## TEXT EXTRACT
So what: The dollar-store chain said same-store sales ticked up 0.7% compared to the same period last year, driving an overall revenue increase of 5.8%, to $5.39 billion, but that was short of estimates at $5.49 billion. Customer traffic declined in the quarter, which can sometimes be a warning sign, but that was offset by a higher average transaction. Earnings per share, meanwhile, increased 14%, to $1.08, missing the analyst consensus by a penny.

CEO Todd Vasos said he was pleased with the earnings growth in the quarter but noted same-store sales growth fell short of expectations. Food deflation and a cut in food stamp benefits, as well as intensifying competition, weighed on performance.

Now what: Despite a disappointing quarter, Dollar General was still able to deliver 14% EPS growth in a tough retail environment. Vasos promised "action plans" for the second half of the year to drive same-store sales growth and control expenses. 

For the full year, management maintained its EPS growth guidance of 10%-15%, which has been buoyed by a consistent share buyback program. While today's stock dip is a disappointment for investors, dollar stores have shown themselves to be among the most resilient of retailers against the threat from e-commerce, and double-digit EPS growth is better than what many of Dollar General's peers are doing these days. I'd expect the stock to bounce back later in the year.

## WHAT IS BEING ASKED
Copy the stretch of the Dollar General earnings passage from "For the full" through "in the year.", changing "investors" to "shareholders". The items listed next have no connection to the Dollar General earnings passage.

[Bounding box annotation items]
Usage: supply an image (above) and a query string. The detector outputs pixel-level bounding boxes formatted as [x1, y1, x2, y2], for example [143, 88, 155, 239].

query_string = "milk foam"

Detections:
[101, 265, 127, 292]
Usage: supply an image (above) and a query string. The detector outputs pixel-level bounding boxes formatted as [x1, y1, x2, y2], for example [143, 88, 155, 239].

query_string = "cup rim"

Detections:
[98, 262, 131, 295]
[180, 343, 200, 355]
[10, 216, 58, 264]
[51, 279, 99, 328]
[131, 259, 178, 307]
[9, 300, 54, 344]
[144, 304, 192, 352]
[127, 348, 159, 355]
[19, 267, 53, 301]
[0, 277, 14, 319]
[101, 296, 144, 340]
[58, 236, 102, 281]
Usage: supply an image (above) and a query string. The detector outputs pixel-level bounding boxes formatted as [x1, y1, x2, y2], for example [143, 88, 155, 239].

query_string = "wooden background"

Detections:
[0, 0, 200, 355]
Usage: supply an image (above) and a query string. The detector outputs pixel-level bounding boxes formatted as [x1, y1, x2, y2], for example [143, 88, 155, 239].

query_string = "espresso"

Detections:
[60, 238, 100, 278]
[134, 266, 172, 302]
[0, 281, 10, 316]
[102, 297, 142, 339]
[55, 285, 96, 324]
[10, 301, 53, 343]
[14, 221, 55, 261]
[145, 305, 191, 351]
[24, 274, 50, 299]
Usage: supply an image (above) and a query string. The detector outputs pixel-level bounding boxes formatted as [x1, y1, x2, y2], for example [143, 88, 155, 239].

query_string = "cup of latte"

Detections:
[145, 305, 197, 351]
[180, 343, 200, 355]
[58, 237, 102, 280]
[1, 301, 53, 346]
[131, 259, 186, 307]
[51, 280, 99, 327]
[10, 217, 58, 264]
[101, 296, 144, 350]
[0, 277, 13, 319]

## THE ANSWER
For the full year, management maintained its EPS growth guidance of 10%-15%, which has been buoyed by a consistent share buyback program. While today's stock dip is a disappointment for shareholders, dollar stores have shown themselves to be among the most resilient of retailers against the threat from e-commerce, and double-digit EPS growth is better than what many of Dollar General's peers are doing these days. I'd expect the stock to bounce back later in the year.